··· Records provided ···

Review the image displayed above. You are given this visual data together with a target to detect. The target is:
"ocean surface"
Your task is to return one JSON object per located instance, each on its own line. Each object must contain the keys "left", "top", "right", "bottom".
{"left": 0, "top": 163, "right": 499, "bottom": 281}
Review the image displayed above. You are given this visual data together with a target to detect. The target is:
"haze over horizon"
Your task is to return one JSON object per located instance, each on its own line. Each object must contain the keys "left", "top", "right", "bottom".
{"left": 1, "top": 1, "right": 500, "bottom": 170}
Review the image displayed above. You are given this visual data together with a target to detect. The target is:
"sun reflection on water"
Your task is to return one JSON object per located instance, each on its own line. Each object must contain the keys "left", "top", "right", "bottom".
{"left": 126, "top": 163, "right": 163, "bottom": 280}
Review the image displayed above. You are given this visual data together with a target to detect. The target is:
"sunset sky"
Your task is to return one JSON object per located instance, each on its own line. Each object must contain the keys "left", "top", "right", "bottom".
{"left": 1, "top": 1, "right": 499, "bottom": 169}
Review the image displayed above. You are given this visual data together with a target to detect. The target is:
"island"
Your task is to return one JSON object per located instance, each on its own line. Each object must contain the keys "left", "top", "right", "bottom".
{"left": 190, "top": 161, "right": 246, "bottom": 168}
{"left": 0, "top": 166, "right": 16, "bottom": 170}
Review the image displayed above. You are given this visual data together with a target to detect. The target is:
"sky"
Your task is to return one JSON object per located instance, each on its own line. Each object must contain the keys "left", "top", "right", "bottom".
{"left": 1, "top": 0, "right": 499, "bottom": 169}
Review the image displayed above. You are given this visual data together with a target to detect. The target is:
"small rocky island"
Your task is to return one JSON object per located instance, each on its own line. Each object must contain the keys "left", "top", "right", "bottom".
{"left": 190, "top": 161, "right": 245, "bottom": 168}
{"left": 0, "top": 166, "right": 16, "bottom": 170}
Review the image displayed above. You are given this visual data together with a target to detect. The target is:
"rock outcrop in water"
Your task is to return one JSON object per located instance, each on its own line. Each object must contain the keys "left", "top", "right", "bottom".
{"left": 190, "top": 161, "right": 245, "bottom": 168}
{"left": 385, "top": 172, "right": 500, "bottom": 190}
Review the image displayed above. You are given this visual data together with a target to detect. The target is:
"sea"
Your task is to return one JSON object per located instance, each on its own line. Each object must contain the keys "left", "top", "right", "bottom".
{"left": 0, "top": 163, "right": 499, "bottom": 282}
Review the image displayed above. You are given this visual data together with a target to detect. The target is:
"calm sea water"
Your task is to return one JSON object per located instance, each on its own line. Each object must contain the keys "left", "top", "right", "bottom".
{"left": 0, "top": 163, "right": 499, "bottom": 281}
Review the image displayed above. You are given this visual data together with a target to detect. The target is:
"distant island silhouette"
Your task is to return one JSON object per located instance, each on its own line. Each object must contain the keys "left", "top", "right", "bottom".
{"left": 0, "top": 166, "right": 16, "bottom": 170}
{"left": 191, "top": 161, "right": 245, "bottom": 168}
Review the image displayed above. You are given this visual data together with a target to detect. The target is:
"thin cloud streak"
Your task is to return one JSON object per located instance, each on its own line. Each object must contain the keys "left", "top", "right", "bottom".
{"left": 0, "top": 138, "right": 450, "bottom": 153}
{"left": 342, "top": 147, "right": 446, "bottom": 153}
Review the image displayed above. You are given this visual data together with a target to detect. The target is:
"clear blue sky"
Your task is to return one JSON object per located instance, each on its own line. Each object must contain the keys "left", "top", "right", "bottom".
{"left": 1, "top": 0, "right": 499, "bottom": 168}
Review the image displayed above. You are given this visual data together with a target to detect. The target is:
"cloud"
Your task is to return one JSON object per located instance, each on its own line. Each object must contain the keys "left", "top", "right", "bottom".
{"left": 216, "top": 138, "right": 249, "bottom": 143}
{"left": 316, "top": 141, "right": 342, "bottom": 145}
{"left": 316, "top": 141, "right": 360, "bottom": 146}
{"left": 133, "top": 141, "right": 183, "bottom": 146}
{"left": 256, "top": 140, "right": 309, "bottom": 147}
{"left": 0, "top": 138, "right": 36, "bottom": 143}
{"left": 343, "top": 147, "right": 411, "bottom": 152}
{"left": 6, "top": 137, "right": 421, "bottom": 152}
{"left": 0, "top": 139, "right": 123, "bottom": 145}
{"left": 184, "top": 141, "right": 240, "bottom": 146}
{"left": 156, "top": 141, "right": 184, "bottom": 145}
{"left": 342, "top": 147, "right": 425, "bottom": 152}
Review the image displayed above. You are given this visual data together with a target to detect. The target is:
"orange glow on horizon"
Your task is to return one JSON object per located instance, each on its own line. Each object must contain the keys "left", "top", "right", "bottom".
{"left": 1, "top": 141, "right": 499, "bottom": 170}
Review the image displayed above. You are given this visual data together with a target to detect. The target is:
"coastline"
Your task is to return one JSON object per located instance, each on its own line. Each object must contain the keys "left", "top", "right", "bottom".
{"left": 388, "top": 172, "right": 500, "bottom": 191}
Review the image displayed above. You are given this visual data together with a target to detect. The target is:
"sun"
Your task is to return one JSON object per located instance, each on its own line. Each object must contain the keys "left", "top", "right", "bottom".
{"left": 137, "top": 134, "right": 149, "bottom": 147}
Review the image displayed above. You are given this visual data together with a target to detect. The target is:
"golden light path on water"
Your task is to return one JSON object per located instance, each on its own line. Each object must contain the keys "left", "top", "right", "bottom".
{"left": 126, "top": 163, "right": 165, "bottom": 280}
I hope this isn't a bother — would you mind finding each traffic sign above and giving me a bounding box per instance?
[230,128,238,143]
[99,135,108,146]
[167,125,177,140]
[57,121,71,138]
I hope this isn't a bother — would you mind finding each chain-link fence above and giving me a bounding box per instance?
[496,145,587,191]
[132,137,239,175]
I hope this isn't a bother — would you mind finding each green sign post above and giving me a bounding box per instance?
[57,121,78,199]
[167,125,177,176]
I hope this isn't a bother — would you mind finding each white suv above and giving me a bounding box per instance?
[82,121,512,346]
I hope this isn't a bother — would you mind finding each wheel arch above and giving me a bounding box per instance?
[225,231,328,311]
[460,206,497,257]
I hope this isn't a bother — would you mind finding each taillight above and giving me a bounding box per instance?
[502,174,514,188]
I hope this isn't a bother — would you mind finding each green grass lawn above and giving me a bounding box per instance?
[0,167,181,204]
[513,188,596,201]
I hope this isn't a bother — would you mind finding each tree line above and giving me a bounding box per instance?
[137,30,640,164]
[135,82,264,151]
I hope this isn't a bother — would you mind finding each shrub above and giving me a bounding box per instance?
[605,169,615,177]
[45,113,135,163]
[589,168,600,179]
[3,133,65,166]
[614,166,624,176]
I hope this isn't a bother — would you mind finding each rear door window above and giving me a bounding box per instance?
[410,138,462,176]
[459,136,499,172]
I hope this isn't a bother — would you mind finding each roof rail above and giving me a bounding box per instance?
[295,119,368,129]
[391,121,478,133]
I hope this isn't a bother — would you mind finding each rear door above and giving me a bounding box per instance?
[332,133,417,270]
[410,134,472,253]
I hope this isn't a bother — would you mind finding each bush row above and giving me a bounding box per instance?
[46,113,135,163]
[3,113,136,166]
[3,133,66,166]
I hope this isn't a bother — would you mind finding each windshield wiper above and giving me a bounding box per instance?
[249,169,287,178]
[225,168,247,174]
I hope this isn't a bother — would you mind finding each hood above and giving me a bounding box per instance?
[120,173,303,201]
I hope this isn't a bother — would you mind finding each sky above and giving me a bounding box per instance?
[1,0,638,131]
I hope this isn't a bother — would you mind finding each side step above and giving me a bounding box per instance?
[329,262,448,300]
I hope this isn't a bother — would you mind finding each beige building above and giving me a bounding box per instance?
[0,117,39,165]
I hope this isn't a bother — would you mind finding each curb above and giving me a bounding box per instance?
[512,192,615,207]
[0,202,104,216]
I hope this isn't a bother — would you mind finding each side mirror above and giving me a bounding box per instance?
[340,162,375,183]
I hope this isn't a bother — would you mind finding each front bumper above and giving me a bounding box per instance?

···

- _Exercise aim_
If a line in the material above contains the word "horizon", it counts; give only the number of such lines.

- _Output_
2